■ PROBLEM TO SOLVE
Retype the line where "of the girl" appears and each line that follows it down to the last line of the records below. Leave the pictures out.

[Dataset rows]
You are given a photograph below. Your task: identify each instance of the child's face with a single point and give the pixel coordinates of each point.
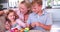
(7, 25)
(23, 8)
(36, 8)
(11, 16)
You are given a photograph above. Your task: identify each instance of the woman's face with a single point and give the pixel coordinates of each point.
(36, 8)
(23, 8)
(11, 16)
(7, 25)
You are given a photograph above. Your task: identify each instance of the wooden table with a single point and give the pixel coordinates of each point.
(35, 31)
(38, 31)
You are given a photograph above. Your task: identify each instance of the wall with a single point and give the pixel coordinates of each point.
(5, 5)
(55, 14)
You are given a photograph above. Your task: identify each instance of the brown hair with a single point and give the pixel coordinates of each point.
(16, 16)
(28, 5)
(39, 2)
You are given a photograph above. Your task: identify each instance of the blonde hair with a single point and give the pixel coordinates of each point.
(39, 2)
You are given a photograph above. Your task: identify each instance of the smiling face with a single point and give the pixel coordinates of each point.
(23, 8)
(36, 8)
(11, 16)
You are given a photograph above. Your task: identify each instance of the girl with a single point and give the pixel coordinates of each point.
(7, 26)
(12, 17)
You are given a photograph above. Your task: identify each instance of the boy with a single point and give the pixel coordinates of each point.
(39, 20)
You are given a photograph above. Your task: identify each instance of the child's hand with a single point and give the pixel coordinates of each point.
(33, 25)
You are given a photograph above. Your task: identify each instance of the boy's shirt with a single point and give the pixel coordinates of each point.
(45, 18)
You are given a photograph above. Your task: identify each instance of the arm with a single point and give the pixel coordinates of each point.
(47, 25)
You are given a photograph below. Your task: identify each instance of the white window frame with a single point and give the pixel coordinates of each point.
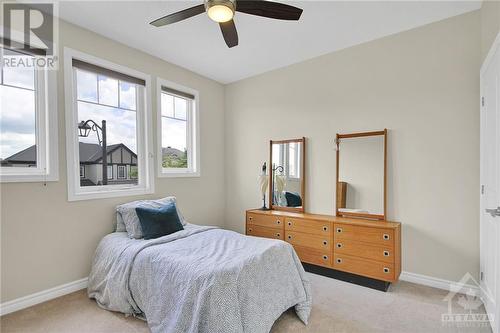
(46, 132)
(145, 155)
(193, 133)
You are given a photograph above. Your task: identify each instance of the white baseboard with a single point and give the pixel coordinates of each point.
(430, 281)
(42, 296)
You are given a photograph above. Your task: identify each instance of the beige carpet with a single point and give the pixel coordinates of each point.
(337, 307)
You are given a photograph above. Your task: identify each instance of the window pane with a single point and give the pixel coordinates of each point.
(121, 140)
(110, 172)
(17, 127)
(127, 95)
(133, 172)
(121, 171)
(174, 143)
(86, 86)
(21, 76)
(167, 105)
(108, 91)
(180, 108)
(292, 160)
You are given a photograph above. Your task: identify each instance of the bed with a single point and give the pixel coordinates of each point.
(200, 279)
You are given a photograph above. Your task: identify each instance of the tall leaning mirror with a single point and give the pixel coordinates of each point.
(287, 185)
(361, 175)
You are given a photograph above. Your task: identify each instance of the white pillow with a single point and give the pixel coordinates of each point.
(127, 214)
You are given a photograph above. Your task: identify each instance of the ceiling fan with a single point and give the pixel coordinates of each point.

■ THE RESPONSE
You are given a photograph above. Your task: identify each instance of the girl with a single point and give the pixel coordinates of each point.
(7, 26)
(12, 17)
You are given a photograph above. Your task: identify each instance of the boy with a single point and give the pixel coordinates of each point.
(39, 20)
You are given a photograph above. Your task: identify each instance of the child's hand with a single point and give the pixel coordinates of each point.
(33, 25)
You are given a photograph above. Your task: identify each instance of the boy's shirt with a single point and give the pixel coordinates of each point.
(45, 18)
You are given a photograph above. Your task: identify each instance of the arm with a single point and give the pixel coordinates of each point.
(47, 25)
You are given a photograph below. Your task: identify each instance of the white window frame with a single point and give the pixel coordinates of each point.
(46, 132)
(145, 155)
(193, 133)
You are given a photograph above. Your task: identify each instance of the white baseboard with a single point and give the pixel coordinates of each point.
(430, 281)
(42, 296)
You are given a photograph above. Your task: identify each instance of the beige carpet with a single point and give the pixel coordinates of each point.
(337, 307)
You are given a photograph above. Your task: identify each instance of the window pane with a single point and give the pixel coordinates of each point.
(121, 140)
(110, 172)
(17, 127)
(127, 95)
(133, 172)
(121, 171)
(174, 143)
(86, 86)
(21, 76)
(167, 105)
(108, 91)
(180, 108)
(292, 160)
You are given a photograph above. Your task: identify each instance of the bed with a single point and give the pixel coordinates of each point.
(200, 279)
You are given a photograph above. Your task: identify each instance of the tall leaning mirror with a single point and give the pixel coordinates of each point.
(287, 185)
(361, 175)
You are given a photograph above. Your task: identify each instance of the white pillow with a single point and give the pixel coordinates of each point.
(127, 214)
You are given a photograph above. Your task: identify each instance of the ceiling fan with a single point and give the pixel coordinates of each point.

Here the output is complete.